■ Written exercise ■
List every line in the rows below that contains the word "trousers", copying each of those lines in full.
>> Begin
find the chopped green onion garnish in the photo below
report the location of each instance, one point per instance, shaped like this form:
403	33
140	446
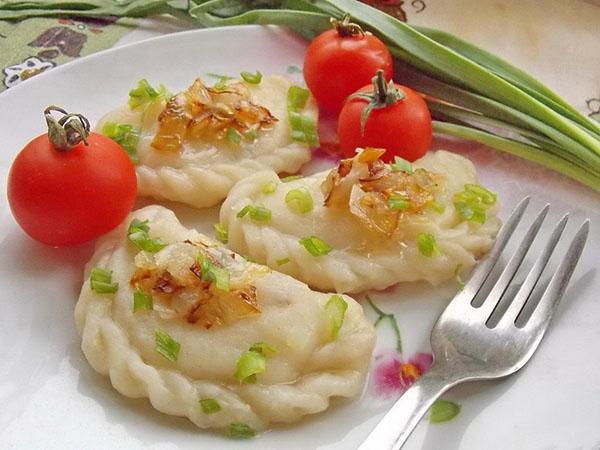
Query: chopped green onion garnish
290	178
252	78
221	233
144	94
166	345
438	207
297	98
270	187
138	233
249	365
398	202
101	281
142	301
240	431
457	276
336	308
255	212
281	262
315	246
401	165
209	406
299	200
304	129
472	203
214	274
125	135
263	347
427	244
234	136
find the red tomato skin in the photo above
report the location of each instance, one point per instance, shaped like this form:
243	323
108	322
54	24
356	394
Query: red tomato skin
335	66
403	129
67	198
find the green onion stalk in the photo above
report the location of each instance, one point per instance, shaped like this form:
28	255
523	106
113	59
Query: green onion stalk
472	93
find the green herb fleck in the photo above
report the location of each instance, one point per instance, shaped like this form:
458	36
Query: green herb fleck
299	200
142	301
233	136
209	406
166	345
336	308
270	187
252	78
144	94
101	281
315	246
125	135
138	233
398	202
427	244
240	431
257	213
443	411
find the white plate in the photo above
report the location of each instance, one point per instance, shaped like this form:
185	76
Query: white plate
51	398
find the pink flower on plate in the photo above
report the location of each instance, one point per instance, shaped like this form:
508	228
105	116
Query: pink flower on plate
393	375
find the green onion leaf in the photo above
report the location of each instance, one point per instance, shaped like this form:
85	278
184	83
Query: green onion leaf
166	345
336	308
427	244
240	431
101	281
299	200
398	202
249	365
257	213
142	301
221	233
138	233
290	178
252	78
269	188
145	94
209	406
315	246
281	262
125	135
304	129
401	165
443	411
233	136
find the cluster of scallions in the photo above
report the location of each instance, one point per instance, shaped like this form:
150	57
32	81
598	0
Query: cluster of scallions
472	93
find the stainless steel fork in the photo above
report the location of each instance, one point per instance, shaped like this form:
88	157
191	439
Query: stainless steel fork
490	340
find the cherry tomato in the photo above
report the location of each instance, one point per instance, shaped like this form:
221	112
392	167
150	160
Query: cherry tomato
402	128
338	62
72	196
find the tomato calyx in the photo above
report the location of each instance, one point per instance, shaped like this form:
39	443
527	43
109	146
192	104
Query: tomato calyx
68	131
345	28
384	94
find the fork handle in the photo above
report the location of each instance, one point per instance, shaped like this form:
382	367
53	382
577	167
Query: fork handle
396	426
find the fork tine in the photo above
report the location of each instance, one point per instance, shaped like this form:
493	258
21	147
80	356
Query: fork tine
510	315
541	315
483	269
492	300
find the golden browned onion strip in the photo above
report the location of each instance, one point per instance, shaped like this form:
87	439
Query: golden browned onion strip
204	113
365	184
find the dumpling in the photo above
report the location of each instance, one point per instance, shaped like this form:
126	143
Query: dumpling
207	335
194	146
366	225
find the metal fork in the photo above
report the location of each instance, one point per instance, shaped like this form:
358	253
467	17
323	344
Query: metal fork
491	340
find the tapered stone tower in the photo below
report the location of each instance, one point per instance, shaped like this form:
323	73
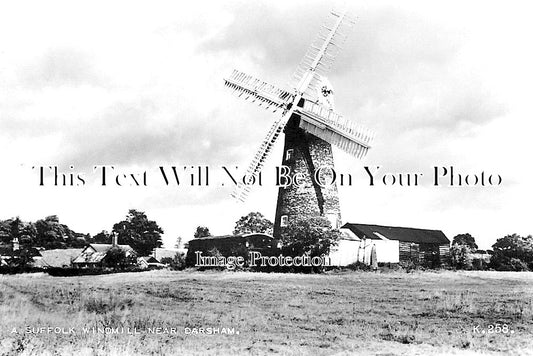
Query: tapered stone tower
305	154
310	125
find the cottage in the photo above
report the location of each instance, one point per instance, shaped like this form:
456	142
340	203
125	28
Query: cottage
404	245
232	245
56	258
95	255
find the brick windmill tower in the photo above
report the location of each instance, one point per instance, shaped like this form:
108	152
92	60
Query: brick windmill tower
310	125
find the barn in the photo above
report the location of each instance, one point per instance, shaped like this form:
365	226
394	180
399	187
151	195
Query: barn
404	245
231	245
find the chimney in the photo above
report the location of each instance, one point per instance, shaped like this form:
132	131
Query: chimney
15	243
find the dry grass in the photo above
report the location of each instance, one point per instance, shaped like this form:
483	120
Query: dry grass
339	313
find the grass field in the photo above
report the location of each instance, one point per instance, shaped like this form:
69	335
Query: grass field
345	313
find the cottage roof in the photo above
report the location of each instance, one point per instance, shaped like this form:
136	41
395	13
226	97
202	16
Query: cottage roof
406	234
58	257
229	236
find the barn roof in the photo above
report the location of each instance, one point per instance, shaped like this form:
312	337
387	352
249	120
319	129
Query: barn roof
95	253
406	234
232	236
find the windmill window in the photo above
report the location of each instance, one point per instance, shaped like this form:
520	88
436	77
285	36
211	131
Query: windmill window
289	154
332	217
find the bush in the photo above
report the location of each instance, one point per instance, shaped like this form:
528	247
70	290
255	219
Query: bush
176	263
461	256
512	253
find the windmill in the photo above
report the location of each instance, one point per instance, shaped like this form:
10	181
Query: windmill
310	125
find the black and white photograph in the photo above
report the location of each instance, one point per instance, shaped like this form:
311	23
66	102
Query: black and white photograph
266	178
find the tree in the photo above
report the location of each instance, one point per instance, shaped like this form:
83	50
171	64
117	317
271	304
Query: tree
102	237
253	222
465	239
512	253
312	236
142	234
176	263
202	231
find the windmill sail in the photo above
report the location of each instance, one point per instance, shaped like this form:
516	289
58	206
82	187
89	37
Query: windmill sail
322	52
258	91
315	118
244	187
333	128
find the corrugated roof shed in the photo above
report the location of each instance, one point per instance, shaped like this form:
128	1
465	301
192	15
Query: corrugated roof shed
406	234
95	253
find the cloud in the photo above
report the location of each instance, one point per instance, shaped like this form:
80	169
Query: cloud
60	66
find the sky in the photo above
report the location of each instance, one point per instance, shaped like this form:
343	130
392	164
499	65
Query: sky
138	85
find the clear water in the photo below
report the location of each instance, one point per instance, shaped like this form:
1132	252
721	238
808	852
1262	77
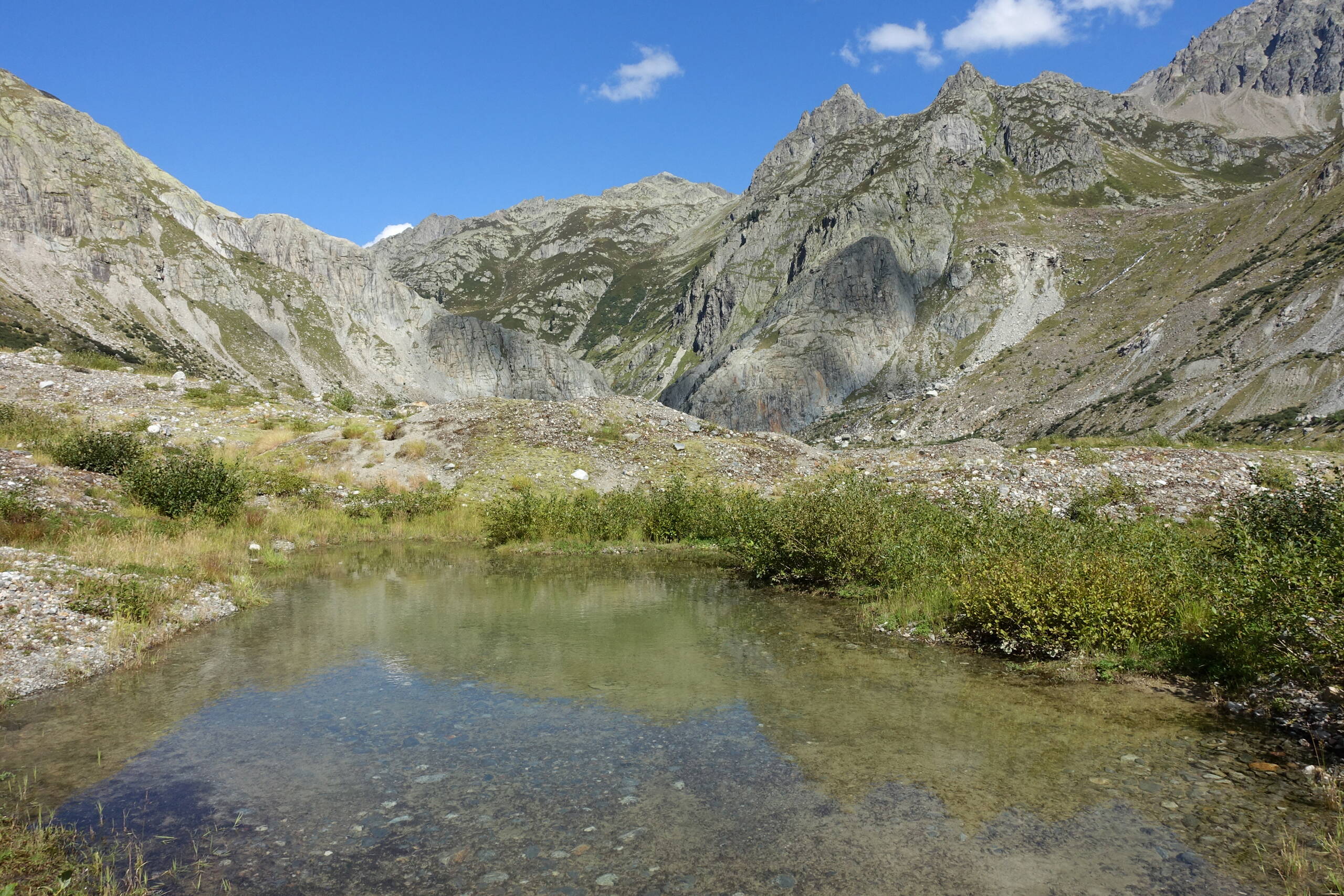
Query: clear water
420	722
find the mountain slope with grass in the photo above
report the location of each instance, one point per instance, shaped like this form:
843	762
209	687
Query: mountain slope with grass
877	260
102	250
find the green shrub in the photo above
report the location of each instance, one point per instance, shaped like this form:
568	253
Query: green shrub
19	508
92	361
108	598
219	397
279	483
20	425
1040	602
193	484
1090	456
382	503
1275	475
100	452
678	512
1278	602
1086	503
342	399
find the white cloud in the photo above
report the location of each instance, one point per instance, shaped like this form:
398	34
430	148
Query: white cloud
392	230
1144	13
893	38
640	80
1004	25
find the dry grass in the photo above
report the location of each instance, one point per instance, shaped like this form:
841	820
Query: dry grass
354	429
41	859
219	553
413	449
268	440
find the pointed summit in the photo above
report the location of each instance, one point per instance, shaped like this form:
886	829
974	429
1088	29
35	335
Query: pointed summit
1275	68
844	111
965	83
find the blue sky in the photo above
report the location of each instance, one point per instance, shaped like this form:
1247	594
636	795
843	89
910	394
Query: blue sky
354	116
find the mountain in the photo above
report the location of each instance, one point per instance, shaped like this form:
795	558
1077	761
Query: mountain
872	257
1273	68
101	249
1012	261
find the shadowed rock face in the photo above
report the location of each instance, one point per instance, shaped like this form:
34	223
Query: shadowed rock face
97	246
872	261
857	267
1272	68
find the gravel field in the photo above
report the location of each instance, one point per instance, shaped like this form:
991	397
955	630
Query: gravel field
45	642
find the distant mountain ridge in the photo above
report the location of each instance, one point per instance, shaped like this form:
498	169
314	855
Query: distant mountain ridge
1011	261
100	248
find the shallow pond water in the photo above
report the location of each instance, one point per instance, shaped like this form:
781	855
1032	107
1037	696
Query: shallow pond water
428	722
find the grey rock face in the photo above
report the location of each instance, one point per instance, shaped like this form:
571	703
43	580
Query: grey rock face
853	276
851	267
545	267
1270	68
843	112
104	248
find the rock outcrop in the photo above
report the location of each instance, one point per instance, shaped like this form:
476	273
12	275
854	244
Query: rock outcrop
99	248
1166	258
1275	68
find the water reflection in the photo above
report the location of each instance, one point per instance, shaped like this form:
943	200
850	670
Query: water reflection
409	721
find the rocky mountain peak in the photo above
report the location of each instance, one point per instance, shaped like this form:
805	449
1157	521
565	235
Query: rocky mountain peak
970	88
844	111
967	80
1275	68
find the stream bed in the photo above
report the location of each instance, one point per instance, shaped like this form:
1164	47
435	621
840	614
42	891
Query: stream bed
412	721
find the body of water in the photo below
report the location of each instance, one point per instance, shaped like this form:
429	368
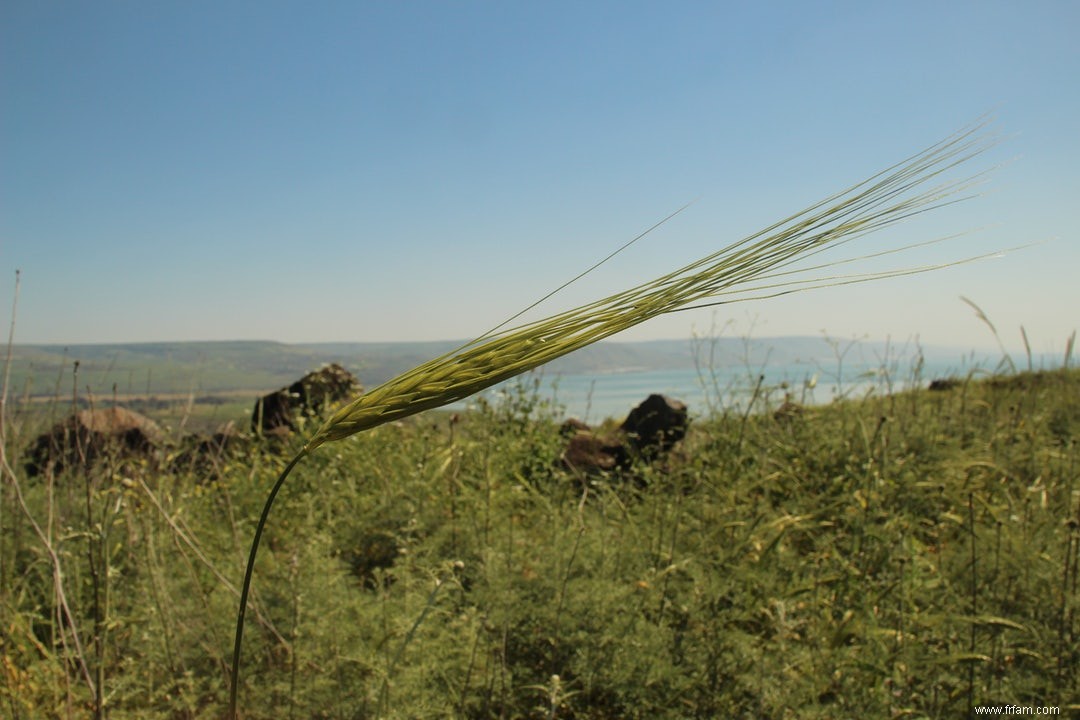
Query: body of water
594	397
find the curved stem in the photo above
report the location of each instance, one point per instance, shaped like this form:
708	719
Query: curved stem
234	676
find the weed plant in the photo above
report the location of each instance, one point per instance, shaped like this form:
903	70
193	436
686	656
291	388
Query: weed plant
906	554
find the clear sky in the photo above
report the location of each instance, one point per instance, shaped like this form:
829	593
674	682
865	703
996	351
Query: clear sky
408	171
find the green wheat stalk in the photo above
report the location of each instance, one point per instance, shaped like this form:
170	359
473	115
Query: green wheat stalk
763	265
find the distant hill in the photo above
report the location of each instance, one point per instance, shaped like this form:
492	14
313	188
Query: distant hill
160	368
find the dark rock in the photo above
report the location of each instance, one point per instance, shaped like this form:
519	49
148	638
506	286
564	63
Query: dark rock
656	425
586	453
205	454
650	430
312	394
372	553
88	435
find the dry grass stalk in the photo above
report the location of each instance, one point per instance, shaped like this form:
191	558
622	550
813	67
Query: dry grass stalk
764	263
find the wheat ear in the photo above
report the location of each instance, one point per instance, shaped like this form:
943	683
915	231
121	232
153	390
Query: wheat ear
763	263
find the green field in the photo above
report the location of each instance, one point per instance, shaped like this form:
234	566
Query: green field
904	556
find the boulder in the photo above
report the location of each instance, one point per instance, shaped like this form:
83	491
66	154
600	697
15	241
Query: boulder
88	435
656	425
650	430
311	395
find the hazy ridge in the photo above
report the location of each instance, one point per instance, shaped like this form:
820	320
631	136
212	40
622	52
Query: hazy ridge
224	366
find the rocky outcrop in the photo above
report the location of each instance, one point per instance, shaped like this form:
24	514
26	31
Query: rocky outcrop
312	394
86	436
649	431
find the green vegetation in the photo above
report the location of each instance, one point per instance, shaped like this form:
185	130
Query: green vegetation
905	555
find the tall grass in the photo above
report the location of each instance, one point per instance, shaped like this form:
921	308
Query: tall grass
765	263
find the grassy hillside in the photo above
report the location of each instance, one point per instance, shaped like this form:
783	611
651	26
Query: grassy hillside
909	555
201	368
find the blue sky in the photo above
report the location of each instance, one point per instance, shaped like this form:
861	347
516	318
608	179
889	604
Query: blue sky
408	171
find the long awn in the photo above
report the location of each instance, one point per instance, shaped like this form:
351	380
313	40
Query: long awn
763	265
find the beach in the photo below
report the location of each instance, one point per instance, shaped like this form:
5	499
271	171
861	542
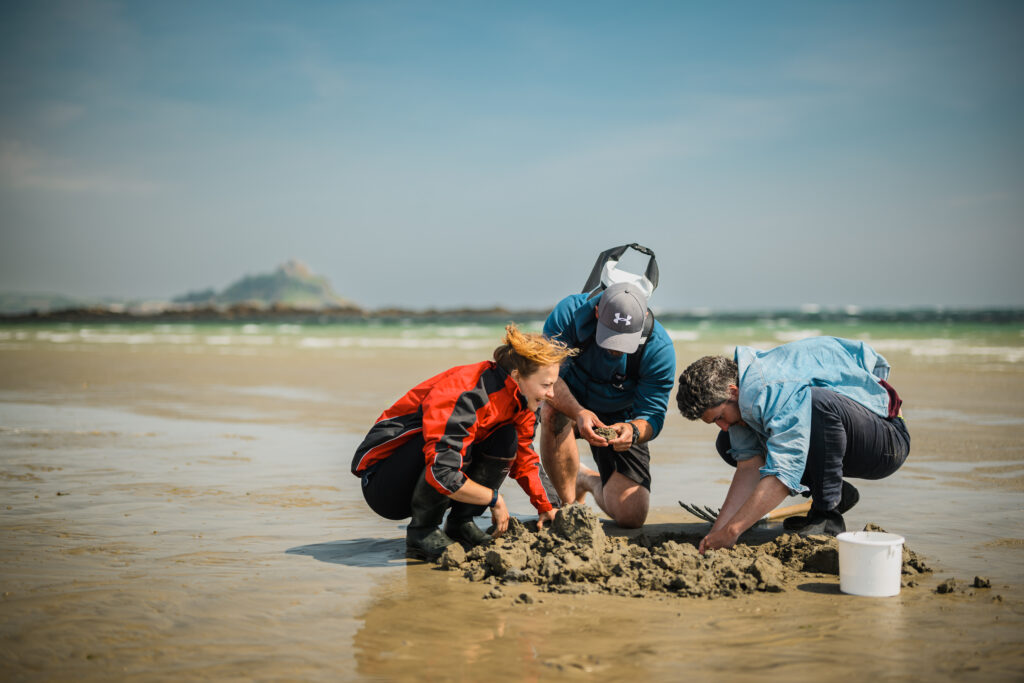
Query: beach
177	504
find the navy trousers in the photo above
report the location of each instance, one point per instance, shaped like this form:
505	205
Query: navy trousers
387	486
847	440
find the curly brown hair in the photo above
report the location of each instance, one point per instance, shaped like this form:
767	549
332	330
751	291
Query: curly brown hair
706	384
527	352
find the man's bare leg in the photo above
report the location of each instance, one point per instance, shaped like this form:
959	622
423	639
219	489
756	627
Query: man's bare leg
559	453
622	499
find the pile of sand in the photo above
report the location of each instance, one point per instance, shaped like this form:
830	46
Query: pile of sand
574	555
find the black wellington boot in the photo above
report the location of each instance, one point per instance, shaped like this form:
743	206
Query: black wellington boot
423	538
849	499
485	470
823	523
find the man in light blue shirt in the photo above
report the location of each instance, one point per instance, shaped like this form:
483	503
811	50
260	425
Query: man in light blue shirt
797	419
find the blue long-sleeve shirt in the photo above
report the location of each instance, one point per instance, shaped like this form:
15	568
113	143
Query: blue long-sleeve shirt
775	397
591	375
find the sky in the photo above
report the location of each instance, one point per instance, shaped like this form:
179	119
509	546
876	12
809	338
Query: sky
475	154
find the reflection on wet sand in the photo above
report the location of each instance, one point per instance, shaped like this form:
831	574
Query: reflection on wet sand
166	515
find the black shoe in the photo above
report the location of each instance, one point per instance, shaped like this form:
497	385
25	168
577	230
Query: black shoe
465	531
822	523
849	498
426	544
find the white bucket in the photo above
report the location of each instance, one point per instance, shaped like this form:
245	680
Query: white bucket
869	563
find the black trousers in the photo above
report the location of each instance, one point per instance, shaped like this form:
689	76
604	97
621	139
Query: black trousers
847	440
387	486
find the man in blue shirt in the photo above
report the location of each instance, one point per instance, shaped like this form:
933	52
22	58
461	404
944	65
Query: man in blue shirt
622	379
797	419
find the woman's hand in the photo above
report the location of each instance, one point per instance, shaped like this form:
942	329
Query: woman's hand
545	517
500	516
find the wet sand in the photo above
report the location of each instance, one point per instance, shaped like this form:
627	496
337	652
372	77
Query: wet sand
190	515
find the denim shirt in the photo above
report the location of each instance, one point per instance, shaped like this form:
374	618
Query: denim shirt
589	376
775	397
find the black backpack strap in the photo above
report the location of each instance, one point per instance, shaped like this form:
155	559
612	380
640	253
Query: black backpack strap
613	254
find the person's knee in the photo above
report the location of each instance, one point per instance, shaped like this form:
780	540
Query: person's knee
554	421
723	444
628	502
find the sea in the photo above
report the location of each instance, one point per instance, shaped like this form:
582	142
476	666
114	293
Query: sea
972	341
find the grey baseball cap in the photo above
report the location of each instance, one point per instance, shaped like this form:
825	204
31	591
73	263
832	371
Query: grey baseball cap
621	315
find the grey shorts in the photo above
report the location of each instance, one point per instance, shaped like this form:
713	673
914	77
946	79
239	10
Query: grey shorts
633	464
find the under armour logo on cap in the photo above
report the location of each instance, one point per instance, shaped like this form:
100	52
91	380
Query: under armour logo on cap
620	305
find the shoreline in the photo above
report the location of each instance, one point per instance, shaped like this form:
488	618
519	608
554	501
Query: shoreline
170	514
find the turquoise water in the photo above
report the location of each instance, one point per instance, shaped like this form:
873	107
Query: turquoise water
986	342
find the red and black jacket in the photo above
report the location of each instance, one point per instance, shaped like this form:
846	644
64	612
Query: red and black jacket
452	411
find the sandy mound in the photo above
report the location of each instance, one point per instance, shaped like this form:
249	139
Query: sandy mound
577	556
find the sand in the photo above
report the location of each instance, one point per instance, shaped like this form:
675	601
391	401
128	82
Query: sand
576	556
170	514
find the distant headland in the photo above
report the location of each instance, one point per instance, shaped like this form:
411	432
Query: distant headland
293	293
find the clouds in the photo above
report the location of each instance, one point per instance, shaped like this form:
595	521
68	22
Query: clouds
507	145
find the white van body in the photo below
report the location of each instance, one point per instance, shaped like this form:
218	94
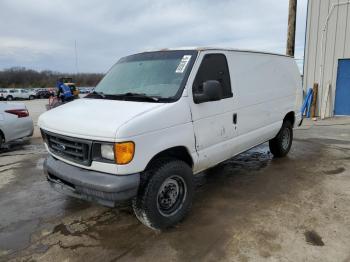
>> End
■ Completed task ■
find the navy trousers in the photo above
Query: navy trousers
find the black trousers in the photo above
Query: black trousers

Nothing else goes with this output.